§ Brief 1
Return the stretch of the accelerometry feature passage from "Extracted feature and" through "coefficients (see Methods).", copied word for word.
§ Brief 2
In the accelerometry feature passage, which three feature types are most significant for functional outcome prediction, in descending order?

§ Source extract
-------
Extracted feature and sensor placement analysis
At the end of our accelerometry processing pipeline (Fig. 1), we extracted eight unique feature types (Table 4) from each of the six accelerometers placed around SBI patient joints. For each of these 48 feature-sensor combinations, we calculate a relative significance score equivalent to the mean absolute value of the learned coefficients of supervised dimensionality reduction (i.e., the relative importance in explaining the variance in the dataset stratified by the endpoint) weighted by the absolute value of learned logistic regression coefficients (see Methods).
We consider the optimally discriminating configurations of the two most promising model types as representatives for motor function detection and functional outcome prediction respectively: (a) GCSm > 4 with a 6-hour observation window and (b) GOSE (at hospital discharge) > 5 with a 6-hour observation window. The feature significance scores of these two model types are visualized as heatmaps in Fig. 5a and Fig. 5b respectively.
For both motor function detection and functional outcome prediction, there is more variation in significance scores across feature types than across sensor placements. For motor function detection, the proportion of dynamic activity (PDA) in the observation window, the frequency-domain entropy (FDE), and the median frequency (MFR) are the three most significant feature types, descending in that order. For functional outcome prediction, the descending order of the three most significant feature types is FDE, MFR, and PDA. PDA is a crude measurement of overall physical activity27, while FDE enables differentiation between activity profiles which have simple acceleration patterns and those with more complex patterns16. From the pair of high-pass-filtered medians (HLF (h)) and low-pass-filtered medians (HLF (l)), HLF (h) has a significantly greater mean significance score than HLF (l) for every sensor placement in both model endpoints based on 95% confidence intervals. This, along with the relative significance of MFR, suggests that finer movements, captured in higher frequencies of accelerometry, can be more clinically significant in discriminating functional motor states and global outcomes from SBI. Moreover, the consistently strong significance of PDA, FDE, and MFR suggests that features of both the time domain (PDA) and the frequency domain (FDE, MFR) in combination may be useful for clinical assessments of functional neurological states.
-------
[Saved data entries]
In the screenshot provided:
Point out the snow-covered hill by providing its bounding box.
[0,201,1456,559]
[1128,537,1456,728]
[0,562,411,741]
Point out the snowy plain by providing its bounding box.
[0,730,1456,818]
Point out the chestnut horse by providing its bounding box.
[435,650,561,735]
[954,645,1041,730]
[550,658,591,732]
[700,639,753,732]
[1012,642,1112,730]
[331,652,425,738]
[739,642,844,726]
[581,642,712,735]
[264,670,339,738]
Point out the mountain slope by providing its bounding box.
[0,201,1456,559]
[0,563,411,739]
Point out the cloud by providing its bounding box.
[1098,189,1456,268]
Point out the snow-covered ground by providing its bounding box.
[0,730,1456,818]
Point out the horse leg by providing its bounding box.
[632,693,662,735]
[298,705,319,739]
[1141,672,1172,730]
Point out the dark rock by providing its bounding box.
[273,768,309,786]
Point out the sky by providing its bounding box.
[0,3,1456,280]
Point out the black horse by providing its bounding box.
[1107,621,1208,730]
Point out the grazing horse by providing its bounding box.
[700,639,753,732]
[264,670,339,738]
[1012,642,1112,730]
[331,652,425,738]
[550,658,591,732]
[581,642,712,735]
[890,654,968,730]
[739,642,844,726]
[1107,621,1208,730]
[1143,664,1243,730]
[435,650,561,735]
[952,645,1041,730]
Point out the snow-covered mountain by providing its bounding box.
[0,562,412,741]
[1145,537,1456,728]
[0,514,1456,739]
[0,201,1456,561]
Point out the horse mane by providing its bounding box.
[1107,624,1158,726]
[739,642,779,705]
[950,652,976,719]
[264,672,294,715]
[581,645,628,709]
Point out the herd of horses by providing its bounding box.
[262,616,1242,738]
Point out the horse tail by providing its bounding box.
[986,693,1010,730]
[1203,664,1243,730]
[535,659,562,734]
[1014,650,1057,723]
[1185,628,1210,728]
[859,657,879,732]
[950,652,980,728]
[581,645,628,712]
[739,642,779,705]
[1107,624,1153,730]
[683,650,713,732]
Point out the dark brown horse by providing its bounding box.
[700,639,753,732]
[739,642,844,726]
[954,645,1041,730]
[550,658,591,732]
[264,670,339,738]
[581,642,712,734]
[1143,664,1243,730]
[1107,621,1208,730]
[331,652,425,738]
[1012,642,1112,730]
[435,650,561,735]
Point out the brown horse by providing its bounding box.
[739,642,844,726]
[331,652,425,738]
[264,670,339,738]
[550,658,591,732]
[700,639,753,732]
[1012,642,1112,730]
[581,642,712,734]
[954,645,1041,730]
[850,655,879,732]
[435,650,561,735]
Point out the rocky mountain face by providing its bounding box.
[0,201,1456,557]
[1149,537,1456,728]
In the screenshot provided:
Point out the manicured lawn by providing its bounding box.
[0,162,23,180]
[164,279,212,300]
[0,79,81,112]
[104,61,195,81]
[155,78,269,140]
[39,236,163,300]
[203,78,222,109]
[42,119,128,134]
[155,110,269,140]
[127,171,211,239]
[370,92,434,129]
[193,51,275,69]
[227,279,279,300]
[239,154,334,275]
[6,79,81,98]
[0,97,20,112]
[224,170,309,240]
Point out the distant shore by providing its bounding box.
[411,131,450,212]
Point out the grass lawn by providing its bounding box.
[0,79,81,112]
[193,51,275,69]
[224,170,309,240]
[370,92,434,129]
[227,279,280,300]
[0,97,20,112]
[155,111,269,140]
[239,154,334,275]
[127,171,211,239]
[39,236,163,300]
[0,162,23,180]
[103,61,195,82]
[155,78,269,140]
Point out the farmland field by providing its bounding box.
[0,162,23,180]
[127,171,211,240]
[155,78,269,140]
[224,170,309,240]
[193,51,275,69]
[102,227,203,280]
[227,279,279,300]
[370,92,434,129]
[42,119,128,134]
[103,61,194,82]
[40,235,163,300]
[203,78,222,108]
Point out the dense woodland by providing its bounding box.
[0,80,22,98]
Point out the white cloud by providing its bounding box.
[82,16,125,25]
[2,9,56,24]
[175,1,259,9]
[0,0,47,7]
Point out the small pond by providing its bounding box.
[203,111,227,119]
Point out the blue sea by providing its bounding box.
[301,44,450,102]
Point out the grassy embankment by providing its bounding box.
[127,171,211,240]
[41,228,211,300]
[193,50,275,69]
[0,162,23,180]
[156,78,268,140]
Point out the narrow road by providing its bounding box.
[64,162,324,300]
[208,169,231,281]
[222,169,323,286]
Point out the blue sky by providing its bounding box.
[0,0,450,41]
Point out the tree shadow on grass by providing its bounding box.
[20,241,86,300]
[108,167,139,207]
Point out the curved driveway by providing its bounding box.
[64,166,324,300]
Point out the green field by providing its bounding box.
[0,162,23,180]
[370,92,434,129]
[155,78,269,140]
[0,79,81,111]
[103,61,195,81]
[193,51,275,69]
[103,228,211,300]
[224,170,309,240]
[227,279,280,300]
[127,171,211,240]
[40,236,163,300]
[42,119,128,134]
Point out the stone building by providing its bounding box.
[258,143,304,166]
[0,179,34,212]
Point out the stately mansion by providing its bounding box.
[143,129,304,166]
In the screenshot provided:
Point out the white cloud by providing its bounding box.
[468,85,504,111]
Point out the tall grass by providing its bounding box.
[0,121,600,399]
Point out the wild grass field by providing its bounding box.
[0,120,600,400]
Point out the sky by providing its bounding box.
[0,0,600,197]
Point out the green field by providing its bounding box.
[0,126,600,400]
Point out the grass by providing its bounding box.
-------
§ Exercise response 1
Extracted feature and sensor placement analysis
At the end of our accelerometry processing pipeline (Fig. 1), we extracted eight unique feature types (Table 4) from each of the six accelerometers placed around SBI patient joints. For each of these 48 feature-sensor combinations, we calculate a relative significance score equivalent to the mean absolute value of the learned coefficients of supervised dimensionality reduction (i.e., the relative importance in explaining the variance in the dataset stratified by the endpoint) weighted by the absolute value of learned logistic regression coefficients (see Methods).

§ Exercise response 2
FDE, MFR, and PDA.